PAGE EXTRACT
— Begin —
The frame structure also includes a pair of V-brace members each
having first and second ends, with the first ends intersecting and
being spaced apart from the bumper beam, and the second ends being
spaced from one another and each directly connecting with the
cross-member and one of the frame rails.
[0010] According to yet another embodiment, a method of
manufacturing a vehicle underbody assembly includes securing a
cross-member to first and second frame rails, securing one leg of a
V-brace to the cross-member and to the first frame rail, and
another leg of the V-brace to the cross-member and to the second
frame rail, and securing a bumper beam to the frame rails such that
the bumper beam is spaced from an intersecting region of the legs.
Finally, a battery may be mounted to a floor panel at a location
directly aligned and above with the V-brace.
BRIEF DESCRIPTION OF THE DRAWINGS
[0011] FIG. 1 is a side perspective view of a vehicle illustrating
a typical location of a traction battery in a hybrid vehicle,
according to one embodiment.
[0012] FIG. 2 is a perspective view of an underbody of a vehicle
looking up toward the bottom of the vehicle, with the underbody
incorporating a V-brace support according to one embodiment.
[0013] FIG. 3 is a perspective view of the underbody with a rear
bumper beam attached to the frame rails via crush cans, according
to one embodiment.
[0014] FIG. 4 is a perspective view of the underbody of FIG. 2
after a collision impact, illustrating the direction of load
transferring through the underbody, according to one
embodiment.
[0015] FIG. 5 is a side view of the underbody of the vehicle with a
traction battery mounted to the underbody and above the V-brace,
according to one embodiment.
DETAILED DESCRIPTION
[0016] Embodiments of the present disclosure are described herein.
It is to be understood, however, that the disclosed embodiments are
merely examples and other embodiments can take various and
alternative forms. The figures are not necessarily to scale; some
features could be exaggerated or minimized to show details of
particular components. Therefore, specific structural and
functional details disclosed herein are not to be interpreted as
limiting, but merely as a representative basis for teaching one
skilled in the art to variously employ the embodiments. As those of
ordinary skill in the art will understand, various features
illustrated and described with reference to any one of the figures
can be combined with features illustrated in one or more other
figures to produce embodiments that are not explicitly illustrated
or described. The combinations of features illustrated provide
representative embodiments for typical applications. Various
combinations and modifications of the features consistent with the
teachings of this disclosure, however, could be desired for
particular applications or implementations.
— End —
EXERCISE 1
Does the vehicle underbody excerpt agree with each statement? For each, answer yes or no and quote the deciding words. (a) FIG. 3 shows a rear bumper beam attached to the frame rails via crush cans. (b) The figures are drawn to scale. (c) In the manufacturing method, the bumper beam is secured so that it touches the intersecting region of the V-brace legs.
EXERCISE 2
Quote the vehicle underbody excerpt starting at "Finally, a battery" and ending at "support according to one embodiment.".
EXERCISE 3
Continue the vehicle underbody excerpt from the point where it stops.
These items have no connection to the vehicle underbody excerpt.

(Items from a data collection)
— Begin —
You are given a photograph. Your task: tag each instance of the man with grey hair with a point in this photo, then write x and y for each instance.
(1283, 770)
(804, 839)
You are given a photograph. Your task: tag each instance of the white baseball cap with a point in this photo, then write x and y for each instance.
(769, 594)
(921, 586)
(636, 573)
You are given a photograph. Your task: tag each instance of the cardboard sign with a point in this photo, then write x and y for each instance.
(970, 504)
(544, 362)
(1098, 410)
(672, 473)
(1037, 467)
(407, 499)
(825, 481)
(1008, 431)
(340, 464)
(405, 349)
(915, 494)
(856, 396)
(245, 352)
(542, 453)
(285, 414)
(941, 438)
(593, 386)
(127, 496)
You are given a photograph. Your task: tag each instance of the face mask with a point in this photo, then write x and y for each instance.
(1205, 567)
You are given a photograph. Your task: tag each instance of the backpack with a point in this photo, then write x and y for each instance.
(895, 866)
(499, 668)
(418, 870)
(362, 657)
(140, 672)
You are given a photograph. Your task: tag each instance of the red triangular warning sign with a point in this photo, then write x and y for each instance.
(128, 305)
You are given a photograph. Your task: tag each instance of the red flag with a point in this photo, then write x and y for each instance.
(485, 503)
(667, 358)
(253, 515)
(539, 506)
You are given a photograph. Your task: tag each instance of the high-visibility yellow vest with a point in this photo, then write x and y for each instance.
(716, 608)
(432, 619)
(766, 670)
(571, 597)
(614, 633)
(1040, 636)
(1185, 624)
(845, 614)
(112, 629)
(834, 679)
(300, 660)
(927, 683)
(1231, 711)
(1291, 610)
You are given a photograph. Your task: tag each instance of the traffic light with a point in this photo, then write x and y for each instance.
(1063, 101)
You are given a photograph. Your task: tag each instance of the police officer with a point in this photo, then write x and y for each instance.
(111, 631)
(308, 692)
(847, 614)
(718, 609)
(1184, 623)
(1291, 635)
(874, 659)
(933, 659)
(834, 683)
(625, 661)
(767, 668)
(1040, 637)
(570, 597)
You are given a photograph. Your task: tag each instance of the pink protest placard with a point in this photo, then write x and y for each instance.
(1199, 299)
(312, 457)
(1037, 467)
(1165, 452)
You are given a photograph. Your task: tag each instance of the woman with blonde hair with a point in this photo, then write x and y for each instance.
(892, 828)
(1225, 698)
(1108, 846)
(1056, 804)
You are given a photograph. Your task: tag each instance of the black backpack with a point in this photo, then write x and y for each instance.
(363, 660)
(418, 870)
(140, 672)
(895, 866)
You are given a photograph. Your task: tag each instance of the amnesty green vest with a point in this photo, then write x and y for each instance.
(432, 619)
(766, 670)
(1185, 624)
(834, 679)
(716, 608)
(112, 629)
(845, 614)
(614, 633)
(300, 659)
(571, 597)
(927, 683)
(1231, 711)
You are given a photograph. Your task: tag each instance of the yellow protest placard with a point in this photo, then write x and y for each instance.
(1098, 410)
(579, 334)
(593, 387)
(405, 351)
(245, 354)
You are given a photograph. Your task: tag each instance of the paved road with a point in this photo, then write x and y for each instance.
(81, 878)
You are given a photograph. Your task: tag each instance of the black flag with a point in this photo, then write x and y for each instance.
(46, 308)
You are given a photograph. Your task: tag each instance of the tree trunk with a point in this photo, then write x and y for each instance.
— End —
EXERCISE RESULT 1
(a) Yes: "FIG. 3 is a perspective view of the underbody with a rear bumper beam attached to the frame rails via crush cans"
(b) No: "The figures are not necessarily to scale"
(c) No: "such that the bumper beam is spaced from an intersecting region of the legs"

EXERCISE RESULT 2
Finally, a battery may be mounted to a floor panel at a location
directly aligned and above with the V-brace.
BRIEF DESCRIPTION OF THE DRAWINGS
[0011] FIG. 1 is a side perspective view of a vehicle illustrating
a typical location of a traction battery in a hybrid vehicle,
according to one embodiment.
[0012] FIG. 2 is a perspective view of an underbody of a vehicle
looking up toward the bottom of the vehicle, with the underbody
incorporating a V-brace support according to one embodiment.

EXERCISE RESULT 3
[0017] A frame of a vehicle typically includes a pair of frame
rails that extend along the length of the vehicle. The frame rails
are spaced apart from one another, but can be connected by one or
more cross members extending transverse to the frame rails and
across the frame. A rear bumper assembly may be connected to the
frame rails. Various embodiments of structural support between the
rear bumper assembly and the cross member have been implemented. In
one implementation, one or more longitudinal rails are placed
inboard of the frame rails and extend in generally the same
direction, i.e., along the length of the vehicle. These inboard
rails may also connect to the cross member. In the event of a
collision from the rear of the vehicle, load can be transferred
along the inboard rails and to the cross-member. With this
configuration, the cross member can buckle and bend under the axial
load transferred by the two inboard rails.
[0018] According to various embodiments described below, a V-brace
is incorporated into the frame, between the cross member and the
rear bumper assembly. The V-brace can provide a substitute
structure that creates a different load path than the previous
longitudinal inboard rails. The load can place the cross member in
tension, which can reduce buckling and bending of the attached
floor. Additional description of various embodiments of this
invention is provided below, with reference to the figures for
exemplary illustrations.
[0019] FIG. 1 illustrates a vehicle 10. The vehicle 10 is a hybrid
vehicle having a traction battery 12 for at least partially
propelling the vehicle 10. According to one embodiment, the
traction battery is located to the rear of the rear seats of the
vehicle, above the vehicle underbody. During a collision, it is
desirable that the traction battery 12 remains protected,
especially if the collision is from the rear of the vehicle.
Various embodiments of an underbody support structure are shown in
the remaining figures for protecting the traction battery in the
event of a collision.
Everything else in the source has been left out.